>> begin
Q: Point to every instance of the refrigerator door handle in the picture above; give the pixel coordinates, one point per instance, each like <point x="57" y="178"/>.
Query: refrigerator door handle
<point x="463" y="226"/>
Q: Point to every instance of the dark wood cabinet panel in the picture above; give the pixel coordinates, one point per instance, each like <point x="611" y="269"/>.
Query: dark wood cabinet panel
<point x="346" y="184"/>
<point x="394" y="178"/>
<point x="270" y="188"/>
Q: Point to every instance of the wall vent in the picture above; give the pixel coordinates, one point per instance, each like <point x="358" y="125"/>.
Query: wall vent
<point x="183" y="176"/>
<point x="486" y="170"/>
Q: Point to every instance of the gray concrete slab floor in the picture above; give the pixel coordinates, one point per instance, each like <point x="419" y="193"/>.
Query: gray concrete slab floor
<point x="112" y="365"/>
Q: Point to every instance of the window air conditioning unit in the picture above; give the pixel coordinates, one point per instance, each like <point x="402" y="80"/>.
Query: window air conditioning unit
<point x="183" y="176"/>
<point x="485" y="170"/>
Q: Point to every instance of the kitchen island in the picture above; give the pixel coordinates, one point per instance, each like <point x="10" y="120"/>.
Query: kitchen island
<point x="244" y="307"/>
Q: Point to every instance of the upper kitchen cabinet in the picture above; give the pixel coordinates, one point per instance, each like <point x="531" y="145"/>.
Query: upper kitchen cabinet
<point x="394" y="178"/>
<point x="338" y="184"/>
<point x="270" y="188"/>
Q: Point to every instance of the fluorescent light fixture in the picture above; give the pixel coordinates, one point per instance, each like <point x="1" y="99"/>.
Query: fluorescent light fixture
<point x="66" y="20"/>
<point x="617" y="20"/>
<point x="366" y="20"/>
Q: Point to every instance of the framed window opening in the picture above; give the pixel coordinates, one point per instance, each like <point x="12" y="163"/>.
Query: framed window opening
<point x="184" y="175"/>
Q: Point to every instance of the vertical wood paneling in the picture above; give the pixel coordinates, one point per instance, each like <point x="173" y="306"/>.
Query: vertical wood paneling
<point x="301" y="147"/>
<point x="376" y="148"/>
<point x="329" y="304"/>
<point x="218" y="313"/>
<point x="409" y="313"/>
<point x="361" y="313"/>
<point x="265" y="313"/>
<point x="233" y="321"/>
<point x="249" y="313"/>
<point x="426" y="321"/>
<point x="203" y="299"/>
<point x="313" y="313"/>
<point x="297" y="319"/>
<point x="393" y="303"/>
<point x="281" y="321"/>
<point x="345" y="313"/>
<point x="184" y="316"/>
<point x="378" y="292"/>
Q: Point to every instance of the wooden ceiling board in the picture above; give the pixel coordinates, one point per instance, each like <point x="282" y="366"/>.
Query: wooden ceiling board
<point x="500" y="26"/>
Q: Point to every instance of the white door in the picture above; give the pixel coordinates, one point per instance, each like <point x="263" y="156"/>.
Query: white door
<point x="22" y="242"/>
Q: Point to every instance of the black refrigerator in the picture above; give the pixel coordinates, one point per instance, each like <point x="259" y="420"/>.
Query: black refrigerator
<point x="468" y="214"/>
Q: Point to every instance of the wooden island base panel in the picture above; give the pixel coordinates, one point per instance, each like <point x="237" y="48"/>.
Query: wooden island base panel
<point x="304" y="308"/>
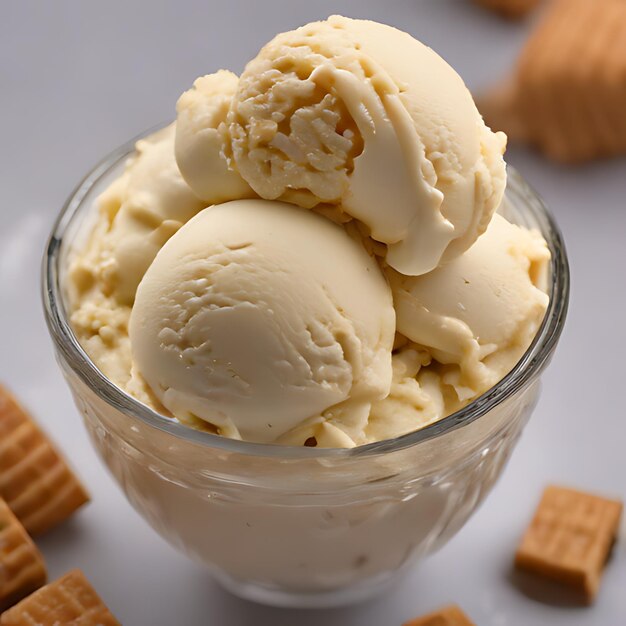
>> end
Extract each line of the listing above that contains the word "unit", treating uppercase and lowercase letters as distinct.

Q: Point to every instance of the window air conditioning unit in the picture above; give the pixel coordinates, one point per instance, each like <point x="402" y="80"/>.
Query: window air conditioning unit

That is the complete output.